(Disclaimer: many of the thoughts and opinions in this blog are of my own, and not necessarily shared by the W3C as a whole. Putting it another way: I wrote this blog with my W3C team’s hat down…)
Document Web or Web Operating System?
Let’s look at the definition of the Web on, say, Wikipedia. Here is what we find:
The World Wide Web […] is an information space where documents and other Web resources are identified by Uniform Resource Locators (URLs) interlinked by hypertext links, and can be accesses via the Internet
Note the word “documents” (emphasis is mine).
In its first, say, 10-15 years the Web was seen as some sort of a giant library of (interlinked) information. Web pages were, mostly, documents with an essentially textual content although, possibly, illustrated with images and videos. In contrast, the force that drives the Web today are mostly Web Applications. The Web has turned into some sort of a universal Web Operating System which makes the differences among Windows, Linux, Android, IOS, or MacOS mostly disappear, and which is used to run sophisticated programs from email clients to online computer games, from virtual reality applications to teleconferencing utilities. That is the main thrust of today’s developments these days.
Is this a problem? Not really, one is tempted to say, because all those applications are undeniably useful (or fun…), and having a universal Web Operating System is a good thing. It simplifies the life of many. The features used by Web Applications, i.e., the underlying rich API-s, provide useful interaction, transformation, or animation possibilities that more traditional Web pages can also exploit. And that is also a good thing.
So do we have a problem? Well… maybe yes. Not due to the fact that Web Applications (and the underlying infrastructure) exists but because, in my view, the pendulum has swung to an extreme. In spite of the amazing facilities offered by CSS, of the advances of internationalization on the Web, or of new font technologies, one nevertheless has the impression that the Web has forgotten its “roots”, that the only important goal is to make Web Applications as fast and responsive as possible, and everything else is deemed irrelevant or at least not important. We’ve got to a situation when browsers optimize their operations so that 3D animation and Virtual Reality work with hitherto unimaginable speed, but most browsers are not enabled to display the oldest and most universal language of scientific discourse, namely mathematics. It has become easy to display pull-down menus with carefully calibrated, colorful (but, often, futile) transitions but displaying poetry on a Web page remains a challenge. Systems are optimized at short messages surrounded by dancing pictures and emojis but handling really long text in a readable manner, using ergonomically proven techniques like temporary bookmarks (in the original, etymological sense of the word) on a simple paragraph, or paginating the content, is still experimental and in the realm of (a few) extensions as opposed to be part of the core. The Web has contributed in making us forget about the value of long, carefully written and curated content in favor of short texts of 128 characters…
In short, we have lost the concept of a “Web of Documents”. Personally I believe this is a problem.

++++

• _Task item A_:
In the Web of Documents post, what does the writer call the oldest and most universal language of scientific discourse?
• _Task item B_:
Continue the Web of Documents post, picking up after its final sentence.

• _Data excerpts_:
++++

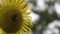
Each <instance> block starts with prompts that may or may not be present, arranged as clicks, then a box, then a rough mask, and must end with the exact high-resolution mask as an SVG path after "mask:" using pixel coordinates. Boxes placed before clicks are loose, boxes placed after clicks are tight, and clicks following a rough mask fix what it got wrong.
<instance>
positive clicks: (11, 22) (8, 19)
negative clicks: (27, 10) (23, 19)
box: [2, 7, 23, 33]
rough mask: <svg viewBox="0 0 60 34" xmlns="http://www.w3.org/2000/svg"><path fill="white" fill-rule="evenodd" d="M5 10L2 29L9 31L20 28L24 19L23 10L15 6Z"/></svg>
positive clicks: (10, 31)
mask: <svg viewBox="0 0 60 34" xmlns="http://www.w3.org/2000/svg"><path fill="white" fill-rule="evenodd" d="M3 11H4V13H3V24H2V29H3V30H4V31H5V32H7V33H14V32H17V31H18V30H20V28H21V25H22V21H23V18H22V14H21V11H20V10H18V9H16V8H14V7H11V8H10V7H7V8H5V9H4V10H3Z"/></svg>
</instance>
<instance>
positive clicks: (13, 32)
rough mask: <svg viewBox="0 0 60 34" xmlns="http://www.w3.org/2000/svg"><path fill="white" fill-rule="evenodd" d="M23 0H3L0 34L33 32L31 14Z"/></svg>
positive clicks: (0, 20)
mask: <svg viewBox="0 0 60 34" xmlns="http://www.w3.org/2000/svg"><path fill="white" fill-rule="evenodd" d="M26 4H27V2H25V1H23V0H1V2H0V26H1V28H0V34H24V33H27V34H29V33H30V32H31V27H32V26H33V25H32V23H31V16H29V14H30V13H31V12H27V11H26V10H27V9H28V8H29V6H27V5H26Z"/></svg>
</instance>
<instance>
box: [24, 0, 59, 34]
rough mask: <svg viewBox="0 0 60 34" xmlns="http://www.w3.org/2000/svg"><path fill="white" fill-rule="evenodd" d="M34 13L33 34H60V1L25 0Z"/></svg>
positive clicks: (33, 22)
mask: <svg viewBox="0 0 60 34" xmlns="http://www.w3.org/2000/svg"><path fill="white" fill-rule="evenodd" d="M25 1H26V2H28V4H27V5H29V6H30V9H28V10H27V11H31V12H32V13H31V14H30V15H29V16H32V19H31V21H32V23H33V27H32V32H31V34H60V0H25Z"/></svg>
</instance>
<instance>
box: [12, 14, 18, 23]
mask: <svg viewBox="0 0 60 34" xmlns="http://www.w3.org/2000/svg"><path fill="white" fill-rule="evenodd" d="M11 18H12V20H13V22H14V21H16V18H17V14H15V15H14V16H12V17H11Z"/></svg>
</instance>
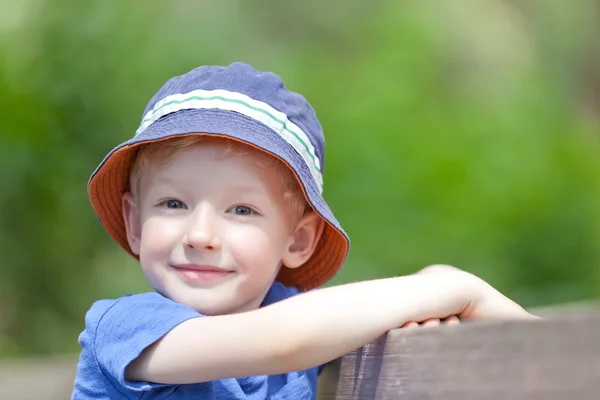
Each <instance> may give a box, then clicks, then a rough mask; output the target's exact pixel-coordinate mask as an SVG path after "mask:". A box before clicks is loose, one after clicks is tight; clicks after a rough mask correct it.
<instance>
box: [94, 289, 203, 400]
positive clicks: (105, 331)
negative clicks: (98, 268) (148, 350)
mask: <svg viewBox="0 0 600 400" xmlns="http://www.w3.org/2000/svg"><path fill="white" fill-rule="evenodd" d="M200 316H201V315H200V314H199V313H198V312H196V311H195V310H194V309H192V308H190V307H188V306H185V305H183V304H179V303H176V302H174V301H171V300H169V299H167V298H165V297H163V296H161V295H160V294H158V293H144V294H139V295H130V296H126V297H122V298H120V299H118V300H116V301H115V302H114V303H113V304H112V305H111V306H110V307H108V308H107V309H105V311H104V313H103V314H102V315H101V316H100V318H99V319H98V324H97V327H96V334H95V336H94V342H93V345H94V351H95V358H96V360H97V362H98V366H99V368H100V370H101V371H102V373H103V374H104V375H105V376H106V378H107V379H108V380H109V381H110V382H111V383H112V384H113V385H114V386H115V388H117V390H119V391H121V392H123V391H135V392H144V391H149V390H152V389H155V388H160V387H165V386H169V385H163V384H156V383H152V382H133V381H128V380H126V379H125V368H126V367H127V365H129V363H131V362H132V361H133V360H135V359H136V358H137V357H138V356H139V355H140V353H141V352H142V351H143V350H144V349H146V348H147V347H148V346H150V345H152V344H153V343H155V342H156V341H157V340H159V339H160V338H162V337H163V336H164V335H166V334H167V333H168V332H169V331H170V330H171V329H173V328H174V327H176V326H177V325H179V324H180V323H182V322H184V321H186V320H188V319H190V318H196V317H200Z"/></svg>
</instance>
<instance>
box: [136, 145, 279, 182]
mask: <svg viewBox="0 0 600 400" xmlns="http://www.w3.org/2000/svg"><path fill="white" fill-rule="evenodd" d="M164 147H165V150H167V149H169V147H168V146H166V145H165V146H164ZM170 150H171V154H169V152H168V151H166V152H165V151H162V149H159V151H158V152H157V153H156V157H153V159H151V160H149V161H150V162H149V163H148V164H147V166H148V168H147V169H146V171H145V172H146V174H145V175H146V176H147V177H152V178H157V179H158V178H161V179H169V178H172V179H181V178H183V177H188V178H189V177H190V176H191V177H193V176H194V174H198V173H204V174H206V173H207V172H208V173H209V174H211V175H219V174H222V173H229V172H235V173H236V174H237V175H236V176H238V177H255V178H261V180H267V181H269V182H270V181H271V179H270V178H271V177H273V176H275V175H276V171H278V170H279V168H281V166H280V165H273V164H272V163H266V162H265V161H266V160H268V159H269V157H268V156H266V155H267V154H268V153H266V152H263V151H261V150H258V149H256V148H254V147H252V146H250V145H246V144H243V143H238V142H235V141H230V140H226V139H220V138H215V139H213V138H208V139H207V140H202V141H200V142H198V143H195V144H193V145H191V146H186V147H183V148H179V149H177V148H172V147H171V148H170ZM267 166H272V167H273V168H265V167H267ZM207 168H209V169H207ZM151 180H153V181H154V180H155V179H151Z"/></svg>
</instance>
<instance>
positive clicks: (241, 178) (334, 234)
mask: <svg viewBox="0 0 600 400" xmlns="http://www.w3.org/2000/svg"><path fill="white" fill-rule="evenodd" d="M323 158H324V138H323V135H322V132H321V127H320V125H319V122H318V120H317V118H316V116H315V114H314V112H313V110H312V108H311V107H310V105H309V104H308V103H307V102H306V100H305V99H304V98H303V97H302V96H300V95H298V94H296V93H292V92H290V91H288V90H287V89H286V88H285V86H284V85H283V83H282V82H281V81H280V79H279V78H278V77H277V76H276V75H274V74H271V73H260V72H257V71H255V70H254V69H253V68H251V67H250V66H248V65H245V64H242V63H234V64H232V65H230V66H228V67H214V66H204V67H200V68H197V69H195V70H192V71H190V72H188V73H187V74H185V75H183V76H180V77H176V78H173V79H171V80H169V81H168V82H167V83H166V84H165V85H164V86H163V87H162V88H161V89H160V90H159V91H158V93H157V94H156V95H155V96H154V97H153V98H152V99H151V101H150V103H149V104H148V106H147V108H146V110H145V113H144V117H143V119H142V123H141V125H140V127H139V129H138V130H137V132H136V134H135V137H134V138H133V139H131V140H129V141H128V142H125V143H124V144H122V145H120V146H118V147H117V148H115V149H114V150H113V151H112V152H111V153H110V154H109V155H108V156H107V157H106V158H105V159H104V161H103V162H102V163H101V164H100V166H99V167H98V169H97V170H96V171H95V172H94V174H93V175H92V177H91V179H90V182H89V195H90V200H91V203H92V205H93V207H94V210H95V212H96V213H97V215H98V218H99V219H100V221H101V222H102V224H103V226H104V227H105V229H106V230H107V231H108V233H109V234H110V235H111V236H112V237H113V238H114V239H115V240H116V241H117V242H118V243H119V244H120V245H121V246H122V247H123V248H124V249H125V250H126V251H127V252H129V253H130V254H131V255H132V256H134V257H136V258H138V259H139V261H140V265H141V268H142V271H143V273H144V274H145V276H146V278H147V279H148V281H149V283H150V284H151V285H152V287H153V288H154V289H155V292H152V293H143V294H136V295H129V296H125V297H122V298H120V299H116V300H101V301H98V302H96V303H94V304H93V305H92V307H91V309H90V310H89V311H88V313H87V315H86V324H85V330H84V331H83V332H82V334H81V335H80V338H79V342H80V344H81V346H82V352H81V356H80V361H79V364H78V371H77V377H76V379H75V388H74V392H73V397H72V398H73V399H166V398H168V399H169V400H176V399H188V398H194V399H313V398H314V396H315V393H316V383H317V376H318V373H319V372H320V370H321V366H322V365H323V364H325V363H326V362H328V361H330V360H332V359H335V358H338V357H340V356H342V355H343V354H345V353H347V352H349V351H351V350H353V349H356V348H358V347H360V346H362V345H365V344H366V343H368V342H370V341H372V340H374V339H376V338H377V337H379V336H381V335H382V334H384V333H385V332H386V331H388V330H390V329H393V328H397V327H401V326H403V325H407V324H410V323H411V322H421V321H427V320H432V321H436V320H437V319H442V318H446V317H449V316H454V315H456V316H458V317H459V318H461V319H472V318H534V317H533V316H531V315H529V314H528V313H526V312H525V311H524V310H523V309H522V308H521V307H519V306H518V305H516V304H515V303H513V302H512V301H510V300H508V299H507V298H505V297H504V296H502V295H501V294H500V293H498V292H497V291H495V290H494V289H493V288H491V287H490V286H489V285H487V284H485V283H484V282H483V281H481V280H480V279H478V278H476V277H474V276H472V275H470V274H467V273H465V272H462V271H459V270H456V269H452V268H443V267H441V268H433V269H431V268H430V269H427V270H426V271H427V272H431V273H420V274H415V275H412V276H407V277H399V278H389V279H381V280H374V281H369V282H361V283H353V284H348V285H341V286H337V287H332V288H326V289H319V290H312V289H314V288H317V287H319V286H321V285H322V284H323V283H325V282H326V281H328V280H329V279H330V278H331V277H332V276H333V275H334V274H335V273H336V272H337V271H338V269H339V268H340V266H341V265H342V263H343V262H344V260H345V258H346V255H347V252H348V246H349V240H348V237H347V235H346V233H345V232H344V230H343V229H342V227H341V226H340V224H339V223H338V221H337V220H336V219H335V217H334V215H333V213H332V212H331V210H330V209H329V207H328V206H327V204H326V203H325V201H324V200H323V197H322V195H321V193H322V185H323V180H322V164H323Z"/></svg>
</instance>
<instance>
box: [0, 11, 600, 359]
mask: <svg viewBox="0 0 600 400" xmlns="http://www.w3.org/2000/svg"><path fill="white" fill-rule="evenodd" d="M599 38H600V3H599V2H598V1H595V0H577V1H576V2H568V1H565V0H520V1H515V0H512V1H509V0H504V1H502V0H496V1H491V0H485V1H484V0H462V1H449V0H446V1H444V0H439V1H426V0H425V1H394V0H372V1H349V0H329V1H326V2H323V1H317V0H305V1H303V2H282V1H276V0H255V1H195V0H178V1H172V2H166V1H162V2H159V1H143V2H140V1H130V0H93V1H92V0H89V1H79V0H19V1H10V0H0V357H15V356H26V355H34V354H42V355H43V354H75V353H77V352H78V350H79V347H78V343H77V337H78V334H79V333H80V331H81V330H82V329H83V322H84V320H83V318H84V315H85V312H86V310H87V309H88V308H89V307H90V305H91V304H92V302H93V301H95V300H97V299H100V298H105V297H114V296H120V295H123V294H125V293H130V292H140V291H144V290H148V289H149V287H148V285H147V284H146V283H145V281H144V279H143V276H142V275H141V273H140V271H139V268H137V266H136V263H135V262H134V260H132V259H130V258H129V257H128V256H127V255H125V253H124V252H123V251H122V250H120V248H119V247H118V246H117V245H116V244H114V243H113V242H111V240H109V237H108V235H107V234H106V233H105V232H104V231H103V229H102V227H101V226H100V224H99V223H98V222H97V220H96V218H95V216H94V214H93V212H92V209H91V207H90V205H89V202H88V199H87V193H86V184H87V180H88V178H89V176H90V174H91V173H92V171H93V169H94V168H95V167H96V166H97V164H98V163H99V162H100V161H101V159H102V158H103V157H104V155H105V154H106V153H107V152H108V151H109V150H111V149H112V148H113V147H114V146H115V145H116V144H118V143H119V142H121V141H123V140H125V139H127V138H129V137H130V136H132V135H133V132H134V130H135V129H136V127H137V125H138V123H139V121H140V118H141V115H142V111H143V109H144V106H145V105H146V102H147V101H148V100H149V99H150V97H151V96H152V95H153V94H154V92H155V91H156V90H157V89H158V88H159V87H160V86H161V85H162V84H163V83H164V82H165V81H166V80H167V79H168V78H170V77H171V76H174V75H179V74H182V73H185V72H187V71H188V70H190V69H192V68H194V67H196V66H198V65H201V64H221V65H222V64H228V63H230V62H233V61H237V60H240V61H245V62H248V63H250V64H252V65H253V66H254V67H256V68H257V69H261V70H269V71H274V72H276V73H277V74H279V75H280V76H281V77H282V78H283V79H284V82H285V83H286V85H287V86H288V87H289V88H291V89H292V90H295V91H299V92H301V93H302V94H304V95H305V96H306V97H307V99H308V100H309V101H310V102H311V103H312V104H313V106H314V107H315V109H316V110H317V114H318V116H319V117H320V120H321V122H322V125H323V127H324V130H325V134H326V140H327V142H326V143H327V157H326V163H325V193H324V194H325V197H326V199H327V201H328V202H329V203H330V205H331V207H332V208H333V210H334V211H335V213H336V215H337V217H338V219H339V220H340V221H341V223H342V224H343V226H344V227H345V229H346V230H347V232H348V233H349V234H350V236H351V238H352V249H351V253H350V256H349V258H348V261H347V264H346V265H345V267H344V269H343V270H342V271H341V272H340V273H339V275H338V276H336V278H335V279H334V280H333V282H332V283H334V284H335V283H342V282H349V281H354V280H360V279H369V278H376V277H384V276H391V275H399V274H408V273H413V272H415V271H417V270H418V269H419V268H422V267H424V266H426V265H428V264H432V263H451V264H454V265H456V266H458V267H461V268H464V269H466V270H468V271H472V272H474V273H476V274H478V275H479V276H481V277H483V278H484V279H486V280H488V281H489V282H490V283H492V284H493V285H494V286H496V287H497V288H499V289H500V290H501V291H503V292H504V293H505V294H507V295H509V296H510V297H512V298H514V299H515V300H517V301H519V302H520V303H522V304H523V305H525V306H527V307H534V306H540V305H551V304H558V303H566V302H573V301H581V300H589V299H596V298H598V296H600V40H598V39H599ZM390 301H393V299H390Z"/></svg>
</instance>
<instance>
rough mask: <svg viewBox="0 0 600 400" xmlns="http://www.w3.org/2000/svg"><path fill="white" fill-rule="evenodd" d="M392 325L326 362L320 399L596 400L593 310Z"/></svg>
mask: <svg viewBox="0 0 600 400" xmlns="http://www.w3.org/2000/svg"><path fill="white" fill-rule="evenodd" d="M568 311H569V312H566V310H565V311H563V312H558V313H556V312H553V310H548V312H543V313H541V314H546V315H544V317H545V318H547V319H545V320H544V321H535V322H515V321H511V322H495V323H468V324H463V325H459V326H446V327H439V328H437V327H436V328H419V329H413V330H408V329H397V330H393V331H390V332H389V333H388V334H387V335H385V336H384V337H382V338H381V339H379V340H378V341H376V342H375V343H372V344H369V345H367V346H365V347H364V348H362V349H359V350H357V351H355V352H353V353H350V354H348V355H346V356H344V357H343V358H342V359H341V362H340V361H338V362H335V363H331V364H330V365H328V366H327V368H326V370H325V371H323V374H322V376H321V381H320V384H319V399H320V400H326V399H327V400H333V399H336V400H350V399H352V400H367V399H368V400H373V399H375V400H392V399H400V400H401V399H409V400H421V399H423V400H425V399H426V400H438V399H439V400H442V399H443V400H455V399H456V400H470V399H482V400H483V399H485V400H496V399H498V400H500V399H502V400H505V399H510V400H517V399H544V400H554V399H556V400H559V399H560V400H586V399H590V400H591V399H594V400H598V399H600V308H587V307H586V308H581V309H572V310H568Z"/></svg>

++++

• _Answer space A_:
Mathematics.

• _Answer space B_:
Haven’t (traditional) publishers developed solutions already?
Unfortunately, not really. To see some of the problems they are facing we have to realize that the term “publishers” means lots of different communities, even if we concentrate on the question of how they interact with the Web.
Take journal and magazine publishers. This includes publishers of scholarly journals and conference proceedings as well as industrial reports and publicity materials. As of today, this community mostly produces PDF as the output of their workflow with, in some cases, a presence on the Web that serve just as a landing page to get to those PDF files. They do it because they have, usually, very high demand on the typesetting and general output of their materials (either for aesthetic reasons or due to the traditions of a particular community) and their “digital” publication is merely a digital copy of their paper publication. Magazines, for example, have barely moved away from that approach. I do not really consider that as part of the Web, it is just providing digital access to, essentially, printed or printable material.
This approach begins to break down, though. First of all, one of the peculiar aspects of, e.g., scholarly publishing is that publishers “publish”, say, conference proceedings consisting of a series of PDF files formatted as if they were printed documents even though the printed version is not produced any more. Which is odd, if one thinks about it. And the usage of such files is becoming a major issue for the consumers of our digital age: PDF may be problematic for accessibility or for consuming it on a mobile device. Anybody who has tried to provide a peer review of a scholarly paper on a tablet or a phone knows how unnerving that can be.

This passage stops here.